--- begin ---
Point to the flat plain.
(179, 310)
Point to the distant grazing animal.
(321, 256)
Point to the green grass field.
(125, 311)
--- end ---
Your goal — Rewrite the records from the line containing "Point to the distant grazing animal." through the end, including the requests. Multiply each coordinate in the answers by 0.6 and round to whole numbers, with halves rounded up.

Result of this task —
Point to the distant grazing animal.
(193, 154)
Point to the green grass field.
(75, 187)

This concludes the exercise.